____ Фрагмент документа
Учитесь чувствовать!

Галина Храбрая
 Галина Храбрая

 «УЧИТЕСЬ ЧУВСТВОВАТЬ СЕБЯ И ДРУГ ДРУГА!»

 Дорогие мои читатели, авторы и просто друзья!

 Успение Пресвятой Богородицы и Владычицы нашей Присно Девы Марии —   
 есть Долгожданная Встреча Спасителя и Господа нашего Иисуса Христа
 с Пречистой Преблагой Матерью Своей, а посему, это великий день
 в истории всего человечества!

 Почему, спросите вы? Да потому что мы с вами, можем этому сопереживать!
 Что нам это даст — опять спросите вы? Отвечу: не что иное, как приобщение 
 к Божественному… не мало, я полагаю.

 Каждый год всё новые и новые поколения осознанно, могут сопереживать
 Святому Таинству УСПЕНИЯ Божией Матери. И так все люди на земле — 
 поколение за поколением приходят и уходят, а Таинство остаётся навечно
 для нашего воспитания и образования души, тем более что у каждого из нас
 есть матери, и это в полной мере нам близко. Но есть ещё Мать! это Природа!
 И ещё есть Мать! Это Родина! Но самая главная — это МАТЬ Божия.

 Да-да, и мы должны, обязаны с вами научить свою душу через разум сердца
 сострадать ИМ – ВСТРЕЧЕ БОГОМАТЕРИ с ЕЁ ПРЕДВЕЧНЫМ СЫНОМ!

 Что для этого надо? Да ничего, в сущности…

 Нам лишь только надо взять в разум это Священное Действо и суметь
 сопричаствовать ему —  этому радостному дню. ОНИ так соскучились, не видевшись
 друг с другом со Дня Голгофы —  Сын и Мать, что может быть, более святым?

 Друзья мои!
________
Задание 1 | Переведите на английский язык предложение из текста об Успении: «Каждый год всё новые и новые поколения осознанно, могут сопереживать Святому Таинству УСПЕНИЯ Божией Матери».
Задание 2 | Продолжите текст об Успении, начав сразу после обращения «Друзья мои!».
Записи, приведенные далее, — отдельный материал.
____ Перечень записей
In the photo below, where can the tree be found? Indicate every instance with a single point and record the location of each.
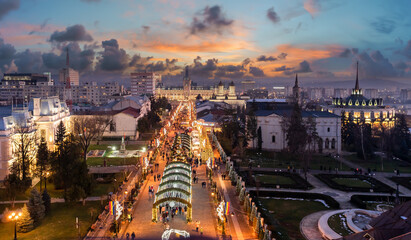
(87, 129)
(42, 160)
(25, 222)
(296, 131)
(259, 139)
(24, 145)
(14, 185)
(47, 201)
(252, 126)
(71, 171)
(36, 207)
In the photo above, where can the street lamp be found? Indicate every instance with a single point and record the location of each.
(13, 217)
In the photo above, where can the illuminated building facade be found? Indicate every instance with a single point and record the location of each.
(363, 110)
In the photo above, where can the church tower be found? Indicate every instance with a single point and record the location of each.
(186, 85)
(296, 91)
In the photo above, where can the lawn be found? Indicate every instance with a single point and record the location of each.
(352, 182)
(377, 164)
(269, 159)
(290, 213)
(274, 179)
(60, 224)
(338, 223)
(404, 181)
(99, 161)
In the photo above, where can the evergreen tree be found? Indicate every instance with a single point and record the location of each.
(25, 222)
(296, 132)
(259, 139)
(36, 207)
(47, 201)
(42, 160)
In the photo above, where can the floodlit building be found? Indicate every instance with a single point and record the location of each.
(370, 111)
(144, 83)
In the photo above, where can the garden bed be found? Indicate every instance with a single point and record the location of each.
(371, 201)
(354, 183)
(272, 179)
(403, 181)
(290, 208)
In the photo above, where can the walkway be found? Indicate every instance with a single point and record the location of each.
(309, 225)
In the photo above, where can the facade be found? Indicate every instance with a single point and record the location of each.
(144, 83)
(274, 137)
(69, 76)
(370, 111)
(47, 114)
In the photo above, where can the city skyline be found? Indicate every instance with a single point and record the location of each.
(223, 40)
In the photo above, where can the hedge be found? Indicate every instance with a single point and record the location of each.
(300, 182)
(360, 200)
(378, 186)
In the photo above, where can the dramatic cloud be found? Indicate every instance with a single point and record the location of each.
(210, 19)
(407, 50)
(80, 60)
(303, 67)
(29, 62)
(257, 72)
(272, 15)
(375, 65)
(7, 52)
(113, 58)
(264, 58)
(203, 69)
(282, 56)
(282, 69)
(8, 5)
(72, 33)
(91, 1)
(313, 7)
(383, 25)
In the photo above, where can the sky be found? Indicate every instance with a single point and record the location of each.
(228, 40)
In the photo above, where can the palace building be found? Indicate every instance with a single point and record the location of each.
(370, 111)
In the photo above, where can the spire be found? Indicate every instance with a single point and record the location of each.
(186, 74)
(67, 58)
(296, 80)
(357, 85)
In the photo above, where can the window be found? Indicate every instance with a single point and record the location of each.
(112, 127)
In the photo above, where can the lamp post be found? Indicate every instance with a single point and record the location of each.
(13, 217)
________
Результат 1 | Every year, ever new generations can consciously share in the Holy Mystery of the DORMITION of the Mother of God.

Результат 2 |
 Давайте, хотя бы на время Успенского поста — столь небольшого
 по продолжительности периода времени, всего-навсего — две недели,
 душу свою утоньшим до такой степени вразумления, чтобы все смогли
 усвоить вибрацию этой Святой Сочувственности, дабы внедрить через сердце
 своё закостенелое — это величайшее по значимости духовного содержания —
 состояние Божественного Сопереживания.

 А то, зачастую, копаемся в своей ветоши аки моль, и забываем про то, 
 что мы — есть человеки, и что наша основная работа — учиться быть с БОГОМ.

 Негоже нам сидеть в обнимку со своим эгоизмом весь век,
 и водить свой гонор за ручку аки младенца: ибо тоска, уныние — 
 есть не что иное, как первый шаг к подобному мракобесию.

 У каждого из нас — есть дела и заботы, а как же без них?
 Иначе прожить никак невозможно! С нас никто не снимет наших обязанностей,
 по той простой причине, что мы все обособлены заботой о ближнем своём
 и о хлебе насущном.

 Но, в суете дней и суматохе мирской, мы сбрасываем силы свои настолько
 стремительно, что порой не в состояние жить без помощи окружающих,
 а посему, эти силы нам надо в себе поправлять.

 Оттого и даны нам Великие Праздники, как всем людям в целом,
 так и каждому смертному в отдельности, дабы основательно
 УСПЕВАЛИ мы  подзаправиться Божественной энергией разума.

 Сквозь тело своё бренное, бессмертной душой и духом мы впитываем в себя СИЛУ,
 дабы продлить дни свои на этой планете, ибо смерть всегда рядом с нами
 и неминуемо следует по пятам, но это вы и сами знаете.
 Тут я вам ничего нового не сообщила!

 * Г * А * Л * И * Н * А * (*:*) * Х * Р * А * Б * Р * А * Я *

 Так вот, приступим к повествованию…

 Когда я была совсем ещё маленькой, то имела нужду к уединению.

 Бывало, мать отпустит меня погулять, а я возьму и прямиком за сарай спрячусь,
 сяду там себе спокойно на доски, приваленные к стене, и задумаюсь глубоко,
 глядя в сумеречную даль золотых пшеничных полей и лиственно-хвойных лесов
 любимого мной Подмосковья — родины моего отца, деда и прапрадеда…

 А девчата играют с мячом! На площадке возле магазина.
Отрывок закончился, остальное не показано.